- _RECORDS PROVIDED_:
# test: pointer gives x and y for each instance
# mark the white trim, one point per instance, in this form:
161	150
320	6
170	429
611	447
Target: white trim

- _WHAT YOU WILL DO_:
Can you transcribe every line of the items above without changing a single character?

- _THE OUTPUT_:
# test: pointer gives x and y for each instance
# mark the white trim, one point per instance, in this form:
161	150
320	6
170	429
611	447
Target: white trim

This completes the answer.